Le poète erre, désabusé, dans des villes qu’il aime et exècre à la fois, y cherchant un spectacle susceptible d’égayer son désenchantement :

"C'est là que je vais marcher, morne comme les pêcheurs,
ne sachant plus si je rencontre horreur ou beauté,
ne sachant plus si vraiment j'avance dans ma ville, et si c'est bien elle, m'ayant vu naître,
moins grande, moins lourde, moins tapageuse,
qui s'étend là-bas, à la vitesse du songe, contagieuse,
scientifique,
et qui nous vaut au soir, sur le fleuve,
une pâleur du ciel maladive." (p. 10)

3. Cavales, I (2023)

> **Tâches à réaliser**:
[1] D'après l'extrait, dans quel état d'esprit le poète dit-il qu'il va marcher ?
[2] Selon l'extrait, pour quelle raison le poète erre-t-il dans les villes ?
[3] Recopiez à l'identique le passage de l'extrait qui va de « Le poète erre, désabusé, dans » jusqu'à « Cavales, I (2023) » inclus.

> **Données**:

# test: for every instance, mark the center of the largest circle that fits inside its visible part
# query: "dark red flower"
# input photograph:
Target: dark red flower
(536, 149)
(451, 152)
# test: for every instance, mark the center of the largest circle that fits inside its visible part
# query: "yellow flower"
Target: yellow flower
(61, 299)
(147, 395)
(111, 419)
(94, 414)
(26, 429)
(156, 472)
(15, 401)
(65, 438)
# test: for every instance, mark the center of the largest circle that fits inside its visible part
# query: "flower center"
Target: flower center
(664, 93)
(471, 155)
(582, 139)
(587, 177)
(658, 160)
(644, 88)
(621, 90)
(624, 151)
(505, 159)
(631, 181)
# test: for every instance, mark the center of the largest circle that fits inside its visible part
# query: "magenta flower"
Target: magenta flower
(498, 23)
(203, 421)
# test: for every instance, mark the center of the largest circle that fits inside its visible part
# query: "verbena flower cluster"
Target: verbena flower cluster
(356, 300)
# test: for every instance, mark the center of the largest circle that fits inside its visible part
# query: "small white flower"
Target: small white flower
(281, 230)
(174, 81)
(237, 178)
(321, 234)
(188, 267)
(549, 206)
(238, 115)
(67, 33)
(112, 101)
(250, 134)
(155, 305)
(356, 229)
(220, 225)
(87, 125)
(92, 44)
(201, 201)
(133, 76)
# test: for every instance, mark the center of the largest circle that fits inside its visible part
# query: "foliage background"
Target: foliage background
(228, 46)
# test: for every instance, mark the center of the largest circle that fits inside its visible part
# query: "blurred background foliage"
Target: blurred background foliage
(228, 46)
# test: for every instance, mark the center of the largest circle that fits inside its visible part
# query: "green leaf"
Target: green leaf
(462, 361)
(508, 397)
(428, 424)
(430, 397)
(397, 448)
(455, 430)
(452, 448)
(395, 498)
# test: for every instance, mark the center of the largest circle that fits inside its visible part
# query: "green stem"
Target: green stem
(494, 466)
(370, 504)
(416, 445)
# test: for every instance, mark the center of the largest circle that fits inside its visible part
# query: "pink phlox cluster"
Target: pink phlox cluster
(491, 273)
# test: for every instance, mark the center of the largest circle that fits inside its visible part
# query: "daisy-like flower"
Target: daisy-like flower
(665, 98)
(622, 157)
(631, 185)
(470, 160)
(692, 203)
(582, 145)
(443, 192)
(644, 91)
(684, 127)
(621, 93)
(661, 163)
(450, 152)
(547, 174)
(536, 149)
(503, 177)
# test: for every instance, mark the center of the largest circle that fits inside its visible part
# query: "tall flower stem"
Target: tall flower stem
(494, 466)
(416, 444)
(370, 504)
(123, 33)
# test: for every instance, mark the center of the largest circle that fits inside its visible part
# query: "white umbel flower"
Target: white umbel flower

* * *

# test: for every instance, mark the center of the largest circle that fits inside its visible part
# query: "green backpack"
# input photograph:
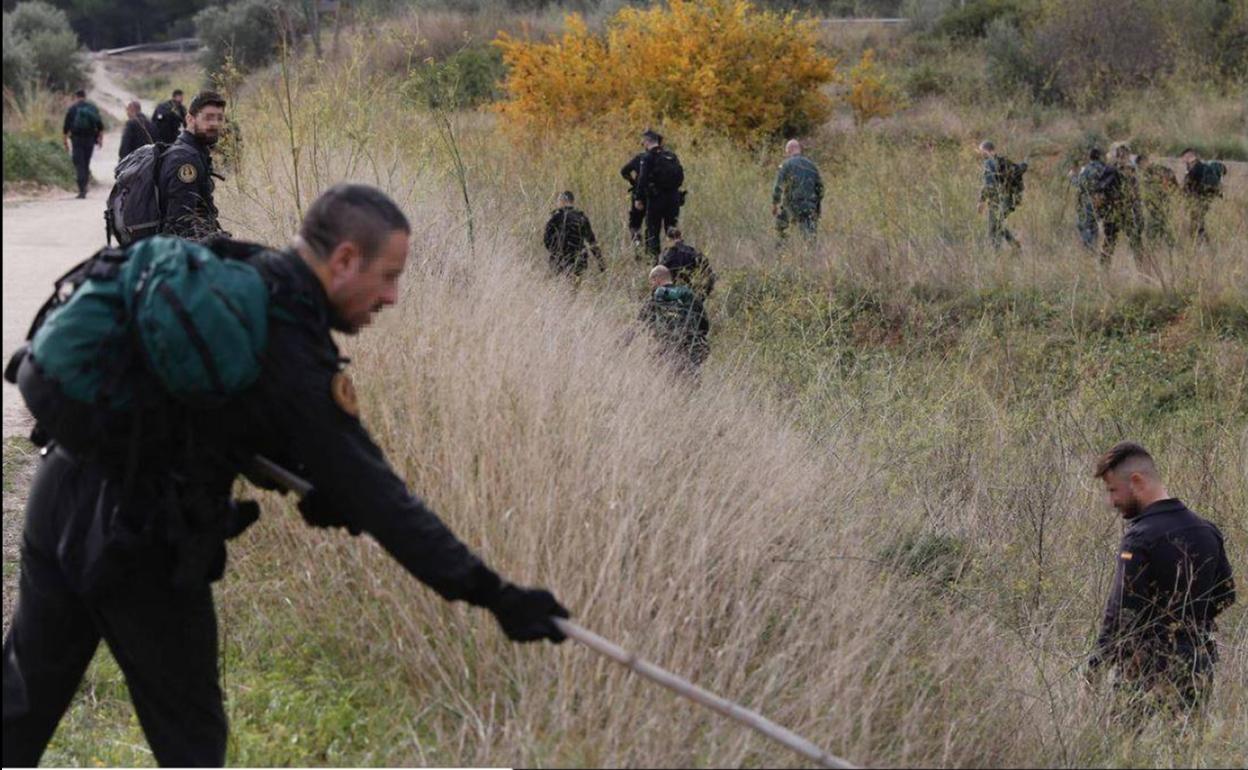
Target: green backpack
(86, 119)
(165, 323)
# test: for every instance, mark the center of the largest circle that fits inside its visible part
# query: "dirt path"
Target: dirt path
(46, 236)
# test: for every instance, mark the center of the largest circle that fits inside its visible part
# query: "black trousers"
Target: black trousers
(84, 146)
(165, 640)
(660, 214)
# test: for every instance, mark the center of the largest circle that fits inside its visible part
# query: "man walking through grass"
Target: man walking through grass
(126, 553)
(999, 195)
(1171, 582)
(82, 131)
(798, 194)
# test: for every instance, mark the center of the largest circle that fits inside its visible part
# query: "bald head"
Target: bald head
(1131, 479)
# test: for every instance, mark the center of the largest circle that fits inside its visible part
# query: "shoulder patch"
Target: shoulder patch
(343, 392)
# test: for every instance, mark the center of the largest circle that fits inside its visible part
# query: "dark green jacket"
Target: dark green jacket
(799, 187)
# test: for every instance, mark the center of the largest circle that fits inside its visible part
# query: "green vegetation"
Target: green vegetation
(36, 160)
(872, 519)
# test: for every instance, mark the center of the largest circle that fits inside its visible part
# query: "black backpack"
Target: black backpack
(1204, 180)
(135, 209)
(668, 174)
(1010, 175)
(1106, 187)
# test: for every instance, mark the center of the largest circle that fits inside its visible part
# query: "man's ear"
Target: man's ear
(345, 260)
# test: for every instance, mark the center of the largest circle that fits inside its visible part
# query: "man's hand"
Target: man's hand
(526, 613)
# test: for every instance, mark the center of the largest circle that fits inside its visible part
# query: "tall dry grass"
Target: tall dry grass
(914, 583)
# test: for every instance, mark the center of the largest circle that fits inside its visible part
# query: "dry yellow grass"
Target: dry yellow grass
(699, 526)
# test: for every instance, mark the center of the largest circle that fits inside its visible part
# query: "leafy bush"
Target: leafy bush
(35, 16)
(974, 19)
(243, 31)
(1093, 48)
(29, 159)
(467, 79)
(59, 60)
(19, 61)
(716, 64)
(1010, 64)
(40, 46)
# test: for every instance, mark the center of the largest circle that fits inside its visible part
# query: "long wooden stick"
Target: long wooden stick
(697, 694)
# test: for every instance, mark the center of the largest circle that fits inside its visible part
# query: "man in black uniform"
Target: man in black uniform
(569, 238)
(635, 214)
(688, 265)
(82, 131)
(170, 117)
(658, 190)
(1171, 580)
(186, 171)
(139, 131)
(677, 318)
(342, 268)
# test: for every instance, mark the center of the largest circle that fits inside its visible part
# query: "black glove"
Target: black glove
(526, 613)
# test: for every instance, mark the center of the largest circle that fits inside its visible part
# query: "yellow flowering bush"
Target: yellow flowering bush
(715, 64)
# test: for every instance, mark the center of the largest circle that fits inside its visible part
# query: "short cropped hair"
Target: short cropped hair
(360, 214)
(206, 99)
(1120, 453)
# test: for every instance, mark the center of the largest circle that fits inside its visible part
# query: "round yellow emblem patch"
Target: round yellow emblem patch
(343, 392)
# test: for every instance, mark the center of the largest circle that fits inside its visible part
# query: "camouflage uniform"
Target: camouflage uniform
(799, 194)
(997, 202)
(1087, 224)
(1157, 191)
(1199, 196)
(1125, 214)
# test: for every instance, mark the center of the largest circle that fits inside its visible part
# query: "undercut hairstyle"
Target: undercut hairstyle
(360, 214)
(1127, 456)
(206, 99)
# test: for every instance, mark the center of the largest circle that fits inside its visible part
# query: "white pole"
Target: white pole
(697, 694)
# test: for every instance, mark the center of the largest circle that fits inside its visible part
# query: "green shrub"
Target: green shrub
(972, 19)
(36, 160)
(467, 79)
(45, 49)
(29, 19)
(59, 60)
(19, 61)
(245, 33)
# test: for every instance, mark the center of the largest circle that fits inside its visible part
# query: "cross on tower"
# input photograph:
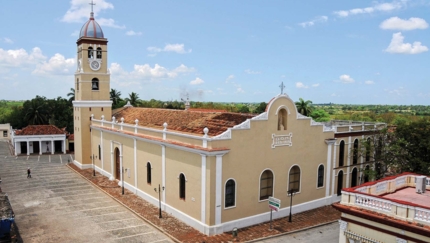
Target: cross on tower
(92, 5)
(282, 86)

--

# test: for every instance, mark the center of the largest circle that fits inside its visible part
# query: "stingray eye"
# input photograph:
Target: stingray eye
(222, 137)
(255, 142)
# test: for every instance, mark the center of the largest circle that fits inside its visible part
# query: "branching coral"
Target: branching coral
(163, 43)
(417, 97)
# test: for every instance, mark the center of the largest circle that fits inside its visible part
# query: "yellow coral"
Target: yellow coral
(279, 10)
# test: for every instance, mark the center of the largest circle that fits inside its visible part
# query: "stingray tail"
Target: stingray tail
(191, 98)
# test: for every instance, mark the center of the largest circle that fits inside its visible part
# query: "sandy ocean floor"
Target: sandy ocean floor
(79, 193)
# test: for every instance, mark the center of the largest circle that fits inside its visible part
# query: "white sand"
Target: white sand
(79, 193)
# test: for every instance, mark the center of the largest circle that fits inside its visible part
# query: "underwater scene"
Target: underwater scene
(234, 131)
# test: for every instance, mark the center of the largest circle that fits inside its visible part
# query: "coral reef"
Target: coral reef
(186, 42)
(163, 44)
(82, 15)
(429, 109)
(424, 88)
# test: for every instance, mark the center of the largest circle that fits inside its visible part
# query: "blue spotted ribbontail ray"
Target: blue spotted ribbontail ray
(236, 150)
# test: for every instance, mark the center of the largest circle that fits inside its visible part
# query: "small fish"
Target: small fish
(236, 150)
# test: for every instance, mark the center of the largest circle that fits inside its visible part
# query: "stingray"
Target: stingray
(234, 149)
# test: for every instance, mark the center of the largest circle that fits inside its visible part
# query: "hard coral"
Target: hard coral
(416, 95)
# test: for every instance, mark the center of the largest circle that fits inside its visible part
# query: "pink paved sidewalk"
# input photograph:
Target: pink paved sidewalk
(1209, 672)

> **Résultats dans l'ordre**:
[1] Il dit qu'il va marcher « morne comme les pêcheurs ».

[2] Le poète erre dans ces villes, qu'il aime et exècre à la fois, pour y chercher un spectacle susceptible d'égayer son désenchantement.

[3]
Le poète erre, désabusé, dans des villes qu’il aime et exècre à la fois, y cherchant un spectacle susceptible d’égayer son désenchantement :

"C'est là que je vais marcher, morne comme les pêcheurs,
ne sachant plus si je rencontre horreur ou beauté,
ne sachant plus si vraiment j'avance dans ma ville, et si c'est bien elle, m'ayant vu naître,
moins grande, moins lourde, moins tapageuse,
qui s'étend là-bas, à la vitesse du songe, contagieuse,
scientifique,
et qui nous vaut au soir, sur le fleuve,
une pâleur du ciel maladive." (p. 10)

3. Cavales, I (2023)